### Instruction
Write out, word for word, the lines below starting at the line that contains "of the clear" and ending at the line that contains "point(267, 410)", including both of those lines.
━━━━━━━━━━━━━━━━
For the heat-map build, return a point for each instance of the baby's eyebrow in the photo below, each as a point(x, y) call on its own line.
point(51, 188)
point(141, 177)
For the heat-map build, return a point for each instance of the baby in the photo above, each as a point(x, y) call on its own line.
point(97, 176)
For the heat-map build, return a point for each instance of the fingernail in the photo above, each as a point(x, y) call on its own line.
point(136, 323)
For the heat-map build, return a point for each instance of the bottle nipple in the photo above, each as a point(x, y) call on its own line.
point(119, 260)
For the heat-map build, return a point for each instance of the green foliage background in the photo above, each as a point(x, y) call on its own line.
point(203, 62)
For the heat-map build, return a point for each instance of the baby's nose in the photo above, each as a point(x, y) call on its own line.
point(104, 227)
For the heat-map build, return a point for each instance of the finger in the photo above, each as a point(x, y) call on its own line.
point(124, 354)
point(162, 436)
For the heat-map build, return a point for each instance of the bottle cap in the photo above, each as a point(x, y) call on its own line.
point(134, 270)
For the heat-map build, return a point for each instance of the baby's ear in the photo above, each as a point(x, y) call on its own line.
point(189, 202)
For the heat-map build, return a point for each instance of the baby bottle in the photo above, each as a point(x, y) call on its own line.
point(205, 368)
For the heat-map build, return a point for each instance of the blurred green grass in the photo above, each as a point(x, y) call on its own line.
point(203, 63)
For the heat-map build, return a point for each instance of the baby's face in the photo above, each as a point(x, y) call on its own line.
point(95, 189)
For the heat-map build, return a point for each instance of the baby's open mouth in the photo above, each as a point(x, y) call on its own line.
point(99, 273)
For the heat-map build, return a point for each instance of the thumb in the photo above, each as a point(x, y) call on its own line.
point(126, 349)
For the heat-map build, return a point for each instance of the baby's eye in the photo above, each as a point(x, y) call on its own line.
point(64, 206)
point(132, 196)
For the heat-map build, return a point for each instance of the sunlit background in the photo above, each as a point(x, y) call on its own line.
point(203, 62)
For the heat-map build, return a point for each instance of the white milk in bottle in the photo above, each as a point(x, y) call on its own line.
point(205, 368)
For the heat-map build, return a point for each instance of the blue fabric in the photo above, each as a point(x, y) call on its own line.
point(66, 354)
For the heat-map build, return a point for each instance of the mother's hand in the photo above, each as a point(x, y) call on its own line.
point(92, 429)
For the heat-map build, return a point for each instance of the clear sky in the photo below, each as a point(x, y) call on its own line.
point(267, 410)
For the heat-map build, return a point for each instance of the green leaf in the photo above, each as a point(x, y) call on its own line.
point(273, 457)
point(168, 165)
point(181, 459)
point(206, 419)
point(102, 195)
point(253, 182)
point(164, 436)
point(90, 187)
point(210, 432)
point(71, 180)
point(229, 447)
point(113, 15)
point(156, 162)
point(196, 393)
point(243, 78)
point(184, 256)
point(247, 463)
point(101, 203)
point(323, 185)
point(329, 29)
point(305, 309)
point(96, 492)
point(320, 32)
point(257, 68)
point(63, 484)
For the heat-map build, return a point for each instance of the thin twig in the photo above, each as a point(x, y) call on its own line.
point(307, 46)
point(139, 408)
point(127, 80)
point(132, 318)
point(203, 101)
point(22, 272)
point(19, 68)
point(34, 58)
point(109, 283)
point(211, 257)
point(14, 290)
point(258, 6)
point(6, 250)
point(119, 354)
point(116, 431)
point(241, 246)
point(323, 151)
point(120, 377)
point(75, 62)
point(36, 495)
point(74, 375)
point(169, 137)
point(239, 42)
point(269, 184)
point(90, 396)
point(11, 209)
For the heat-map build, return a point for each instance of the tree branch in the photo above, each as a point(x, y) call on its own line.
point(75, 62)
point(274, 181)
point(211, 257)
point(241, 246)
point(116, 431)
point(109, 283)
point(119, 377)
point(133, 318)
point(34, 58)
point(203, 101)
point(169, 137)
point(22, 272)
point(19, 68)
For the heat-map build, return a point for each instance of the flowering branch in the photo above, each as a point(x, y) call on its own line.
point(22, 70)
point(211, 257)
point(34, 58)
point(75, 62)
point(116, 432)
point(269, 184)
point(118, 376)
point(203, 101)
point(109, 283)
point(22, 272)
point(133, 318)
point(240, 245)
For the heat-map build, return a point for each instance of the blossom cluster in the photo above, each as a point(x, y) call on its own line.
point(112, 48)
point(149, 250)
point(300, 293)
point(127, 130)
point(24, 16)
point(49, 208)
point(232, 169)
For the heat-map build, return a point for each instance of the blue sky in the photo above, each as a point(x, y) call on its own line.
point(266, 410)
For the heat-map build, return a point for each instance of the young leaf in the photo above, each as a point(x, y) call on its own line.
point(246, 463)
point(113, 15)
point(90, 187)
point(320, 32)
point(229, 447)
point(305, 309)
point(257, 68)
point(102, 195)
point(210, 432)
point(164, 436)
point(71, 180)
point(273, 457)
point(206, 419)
━━━━━━━━━━━━━━━━
### Written solution
For the heat-map build, return a point for each instance of the clear sky in the photo below, each as a point(x, y) call on its own line.
point(267, 410)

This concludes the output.